* **MATERIALS PROVIDED**:
____________________
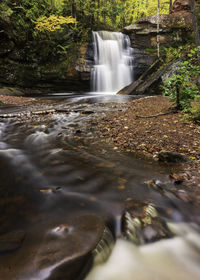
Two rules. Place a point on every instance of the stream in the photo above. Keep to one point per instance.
(69, 201)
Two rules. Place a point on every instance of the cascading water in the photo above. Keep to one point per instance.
(113, 61)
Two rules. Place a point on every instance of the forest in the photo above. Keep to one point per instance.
(99, 139)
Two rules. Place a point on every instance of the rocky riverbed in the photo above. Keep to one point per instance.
(150, 128)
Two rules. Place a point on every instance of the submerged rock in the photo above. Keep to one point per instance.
(67, 250)
(11, 241)
(171, 157)
(141, 224)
____________________
* **EXERCISE PROMPT**: Could you render the listing as a Markdown table with the columns "Entry" and "Content," one numbered entry per line, leaving out blank lines? Cover only the lines from the one with "Two rules. Place a point on every instance of the submerged" up to and including the last line of the listing.

* **SOLUTION TO THIS PROBLEM**:
| Entry | Content |
|---|---|
| 1 | Two rules. Place a point on every instance of the submerged rock in the photo above. Keep to one point per instance. |
| 2 | (67, 250) |
| 3 | (11, 241) |
| 4 | (171, 157) |
| 5 | (141, 224) |